— start EXTRACTED RECORDS —

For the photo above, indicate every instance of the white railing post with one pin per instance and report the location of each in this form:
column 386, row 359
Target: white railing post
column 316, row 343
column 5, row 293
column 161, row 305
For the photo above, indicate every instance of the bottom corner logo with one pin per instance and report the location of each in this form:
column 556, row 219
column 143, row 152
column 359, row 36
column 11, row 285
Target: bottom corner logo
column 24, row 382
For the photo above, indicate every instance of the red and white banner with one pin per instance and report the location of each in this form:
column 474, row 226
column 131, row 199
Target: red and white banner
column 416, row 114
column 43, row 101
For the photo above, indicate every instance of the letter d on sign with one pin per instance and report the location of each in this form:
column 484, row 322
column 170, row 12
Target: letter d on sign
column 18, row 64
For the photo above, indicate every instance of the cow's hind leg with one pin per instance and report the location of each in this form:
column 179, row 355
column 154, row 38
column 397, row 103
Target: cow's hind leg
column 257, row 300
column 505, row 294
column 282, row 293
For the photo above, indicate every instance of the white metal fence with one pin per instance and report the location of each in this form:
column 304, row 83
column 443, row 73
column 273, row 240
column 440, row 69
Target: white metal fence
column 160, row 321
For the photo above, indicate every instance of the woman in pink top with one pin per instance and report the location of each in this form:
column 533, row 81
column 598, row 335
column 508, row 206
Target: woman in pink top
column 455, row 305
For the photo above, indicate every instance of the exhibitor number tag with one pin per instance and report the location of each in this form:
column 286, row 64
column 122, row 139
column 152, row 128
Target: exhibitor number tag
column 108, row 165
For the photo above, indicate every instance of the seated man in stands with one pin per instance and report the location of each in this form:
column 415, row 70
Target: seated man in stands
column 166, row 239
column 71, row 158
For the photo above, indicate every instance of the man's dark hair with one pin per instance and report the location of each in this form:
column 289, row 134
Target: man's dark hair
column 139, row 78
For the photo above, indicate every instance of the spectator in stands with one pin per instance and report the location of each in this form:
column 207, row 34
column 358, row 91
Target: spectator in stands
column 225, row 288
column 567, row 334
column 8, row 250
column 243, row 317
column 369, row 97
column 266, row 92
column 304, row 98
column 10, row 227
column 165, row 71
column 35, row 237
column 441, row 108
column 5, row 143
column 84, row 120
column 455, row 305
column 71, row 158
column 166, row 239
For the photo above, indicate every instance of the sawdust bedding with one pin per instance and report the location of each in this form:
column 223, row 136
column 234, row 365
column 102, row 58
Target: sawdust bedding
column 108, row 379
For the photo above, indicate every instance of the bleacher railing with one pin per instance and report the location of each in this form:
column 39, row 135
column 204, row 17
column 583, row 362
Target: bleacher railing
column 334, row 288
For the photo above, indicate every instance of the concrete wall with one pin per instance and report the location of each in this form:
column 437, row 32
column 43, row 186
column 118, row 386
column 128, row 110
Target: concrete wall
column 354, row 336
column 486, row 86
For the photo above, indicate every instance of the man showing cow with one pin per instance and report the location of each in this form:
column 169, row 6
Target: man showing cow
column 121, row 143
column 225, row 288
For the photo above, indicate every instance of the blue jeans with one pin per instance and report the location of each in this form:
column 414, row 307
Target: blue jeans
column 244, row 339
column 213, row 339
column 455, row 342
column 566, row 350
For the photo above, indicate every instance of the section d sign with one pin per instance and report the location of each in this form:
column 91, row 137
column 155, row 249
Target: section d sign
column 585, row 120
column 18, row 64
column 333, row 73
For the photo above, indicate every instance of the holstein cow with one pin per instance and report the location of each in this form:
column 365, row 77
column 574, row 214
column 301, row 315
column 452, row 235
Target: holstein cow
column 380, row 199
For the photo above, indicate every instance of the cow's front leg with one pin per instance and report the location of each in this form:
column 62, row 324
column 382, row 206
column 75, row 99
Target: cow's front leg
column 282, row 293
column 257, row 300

— end EXTRACTED RECORDS —

Quote each of the records above word for word, from the first through the last.

RESULT OF THIS EXERCISE =>
For the photo above, indicate every instance of the white railing post with one pin per instance and report the location of each in this form:
column 386, row 359
Target: white railing post
column 316, row 343
column 5, row 293
column 161, row 305
For the photo above, indicate every instance of the bottom corner logo with one pin per instance and report the location of each in this form:
column 556, row 219
column 143, row 152
column 359, row 36
column 11, row 285
Target: bottom corner logo
column 24, row 382
For the photo above, indicate every instance of the red and white banner with one pin per instance and report the location of each in this form:
column 474, row 226
column 131, row 199
Target: red and white banner
column 416, row 114
column 43, row 101
For the photo above, indicate every instance of the letter d on sign with one pin per instance and report the location of each in this form:
column 484, row 322
column 170, row 12
Target: letter d on sign
column 18, row 64
For the photo above, indicate every instance of the cow's hind leg with one pin per instance and report the location of each in this form:
column 179, row 355
column 154, row 38
column 397, row 103
Target: cow's hind leg
column 257, row 300
column 505, row 294
column 282, row 293
For the photo above, indicate every instance of the white metal fence with one pin per instance and report the location of each in this form:
column 304, row 83
column 443, row 73
column 273, row 240
column 440, row 69
Target: white metal fence
column 160, row 321
For the photo above, indicate every instance of the woman in pink top with one pin per instance and report the location of each in this form:
column 533, row 81
column 598, row 335
column 508, row 206
Target: woman in pink top
column 455, row 305
For the photo above, indicate every instance of the exhibitor number tag with one pin per instance and report the location of each in this form:
column 286, row 64
column 122, row 139
column 152, row 128
Target: exhibitor number tag
column 108, row 165
For the photo above, indicate every instance of the seated man in stands with one pin per instance and report the location of each in this form:
column 415, row 70
Target: seated man in stands
column 166, row 239
column 71, row 158
For the photo above, indicate every instance of the man's dark hair with one pin per instance and report the location of each in this form:
column 289, row 134
Target: man's dark hair
column 139, row 78
For the photo above, indicate every instance of the spectator in stands with one pin per instance and report the location of each in this form:
column 207, row 34
column 358, row 91
Target: spectator in stands
column 225, row 288
column 567, row 334
column 8, row 250
column 243, row 317
column 369, row 97
column 266, row 92
column 304, row 98
column 10, row 227
column 165, row 71
column 35, row 237
column 441, row 108
column 5, row 143
column 84, row 120
column 455, row 305
column 71, row 158
column 166, row 239
For the photo above, indicate every instance of the sawdust bedding with one pin per instance and report the location of each in this form:
column 223, row 136
column 234, row 365
column 102, row 58
Target: sawdust bedding
column 108, row 379
For the photo above, indicate every instance of the bleacher railing with one pin per instance and report the location of each in this form:
column 39, row 135
column 204, row 17
column 583, row 362
Target: bleacher railing
column 334, row 288
For the photo above, indicate every instance of the concrete wall with one pin per instance and report the location of each in this form:
column 437, row 32
column 43, row 186
column 118, row 386
column 128, row 110
Target: concrete wall
column 354, row 336
column 486, row 86
For the photo above, indicate every instance of the man showing cow with one pin per instance and report the location of each in this form:
column 169, row 6
Target: man showing cow
column 121, row 143
column 225, row 288
For the photo above, indicate every instance of the blue jeans with one pin per instance and report the location of each in this form:
column 414, row 307
Target: blue jeans
column 244, row 339
column 213, row 339
column 455, row 342
column 566, row 350
For the photo above, indicate every instance of the section d sign with one pin per instance and report the location of each in this form:
column 91, row 137
column 155, row 249
Target: section d sign
column 585, row 120
column 18, row 64
column 333, row 73
For the photo above, indicate every instance of the holstein cow with one pin per instance and report the location of each in this form:
column 365, row 77
column 574, row 214
column 301, row 315
column 452, row 235
Target: holstein cow
column 380, row 199
For the photo above, indicate every instance of the cow's front leg with one pin per instance and report the location of each in this form:
column 62, row 324
column 382, row 206
column 75, row 99
Target: cow's front leg
column 282, row 293
column 257, row 300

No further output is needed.